**Work task:** Take the line that contains "Exercise. Point out each instance of the woman's wrist" as the first line and the final line of the records as the last; return exactly those lines and the lines between.

**Stored data:**
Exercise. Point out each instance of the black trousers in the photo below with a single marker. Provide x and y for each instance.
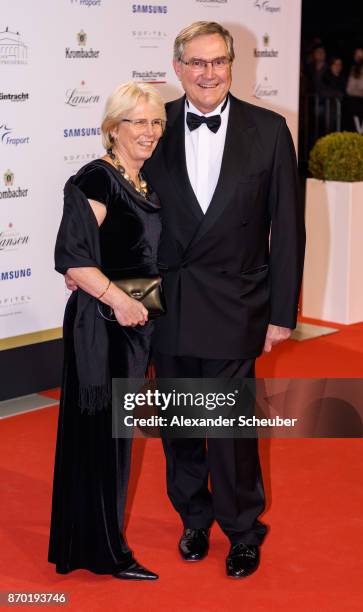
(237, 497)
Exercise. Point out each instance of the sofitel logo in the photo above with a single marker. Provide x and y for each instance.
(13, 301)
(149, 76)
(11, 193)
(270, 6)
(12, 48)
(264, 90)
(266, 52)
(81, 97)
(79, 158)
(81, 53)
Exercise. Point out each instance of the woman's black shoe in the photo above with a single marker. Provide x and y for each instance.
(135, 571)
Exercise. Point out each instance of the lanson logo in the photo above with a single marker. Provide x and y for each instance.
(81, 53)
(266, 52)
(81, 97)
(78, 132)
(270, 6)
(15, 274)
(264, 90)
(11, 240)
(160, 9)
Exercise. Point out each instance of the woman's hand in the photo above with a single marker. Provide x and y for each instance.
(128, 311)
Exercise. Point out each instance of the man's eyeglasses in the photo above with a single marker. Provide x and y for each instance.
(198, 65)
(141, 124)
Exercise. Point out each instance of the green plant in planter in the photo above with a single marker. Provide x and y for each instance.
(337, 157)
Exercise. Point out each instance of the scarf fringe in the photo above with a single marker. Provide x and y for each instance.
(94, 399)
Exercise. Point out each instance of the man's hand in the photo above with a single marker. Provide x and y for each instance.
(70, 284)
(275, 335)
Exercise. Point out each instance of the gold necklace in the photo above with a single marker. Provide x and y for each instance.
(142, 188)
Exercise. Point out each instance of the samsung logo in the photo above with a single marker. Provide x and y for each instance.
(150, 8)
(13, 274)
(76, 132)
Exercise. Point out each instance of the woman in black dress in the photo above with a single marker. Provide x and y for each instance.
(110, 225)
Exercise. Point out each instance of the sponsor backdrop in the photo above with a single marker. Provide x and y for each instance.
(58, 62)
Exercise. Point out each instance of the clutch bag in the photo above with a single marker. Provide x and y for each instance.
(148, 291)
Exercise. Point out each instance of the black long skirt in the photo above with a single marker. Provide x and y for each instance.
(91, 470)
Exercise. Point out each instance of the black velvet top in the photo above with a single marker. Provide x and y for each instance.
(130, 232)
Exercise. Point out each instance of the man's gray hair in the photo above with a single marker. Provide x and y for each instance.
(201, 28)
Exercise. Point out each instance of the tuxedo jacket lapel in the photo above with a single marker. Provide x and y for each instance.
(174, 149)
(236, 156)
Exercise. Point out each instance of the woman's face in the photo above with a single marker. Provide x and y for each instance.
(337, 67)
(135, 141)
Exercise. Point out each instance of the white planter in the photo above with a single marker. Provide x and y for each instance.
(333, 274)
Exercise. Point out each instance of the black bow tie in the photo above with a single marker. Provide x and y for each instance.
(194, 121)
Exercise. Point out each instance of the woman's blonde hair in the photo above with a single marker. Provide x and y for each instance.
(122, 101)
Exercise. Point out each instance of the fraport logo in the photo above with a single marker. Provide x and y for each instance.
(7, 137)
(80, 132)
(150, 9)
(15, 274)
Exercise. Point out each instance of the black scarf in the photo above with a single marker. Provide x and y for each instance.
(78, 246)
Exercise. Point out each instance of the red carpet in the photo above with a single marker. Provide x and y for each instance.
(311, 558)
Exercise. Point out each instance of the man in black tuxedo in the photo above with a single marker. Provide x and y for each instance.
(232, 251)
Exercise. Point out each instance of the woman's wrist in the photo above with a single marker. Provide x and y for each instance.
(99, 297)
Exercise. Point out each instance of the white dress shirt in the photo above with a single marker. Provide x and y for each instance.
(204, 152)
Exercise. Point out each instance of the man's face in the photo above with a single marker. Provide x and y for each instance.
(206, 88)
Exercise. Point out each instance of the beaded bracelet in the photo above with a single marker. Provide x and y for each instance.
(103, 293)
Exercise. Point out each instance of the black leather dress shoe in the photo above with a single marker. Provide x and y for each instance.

**Exercise response:**
Exercise. Point out each instance of the woman's wrist in the photo above with a single marker. Provide x and y for each instance.
(99, 297)
Exercise. Point out each instance of the white dress shirt in the photo above with a single marker. Provide x and y for each instance.
(204, 152)
Exercise. Point out each instance of the man's face in the photo above with a single marker. Provide x and y for each instance.
(206, 88)
Exercise. Point out each instance of the beaded bracelet in the photo above with a single marker. Provide x and y for each instance.
(103, 293)
Exercise. Point out each instance of the black leather dress shoe in the photo above with a single marker. Provide x and y for each instance.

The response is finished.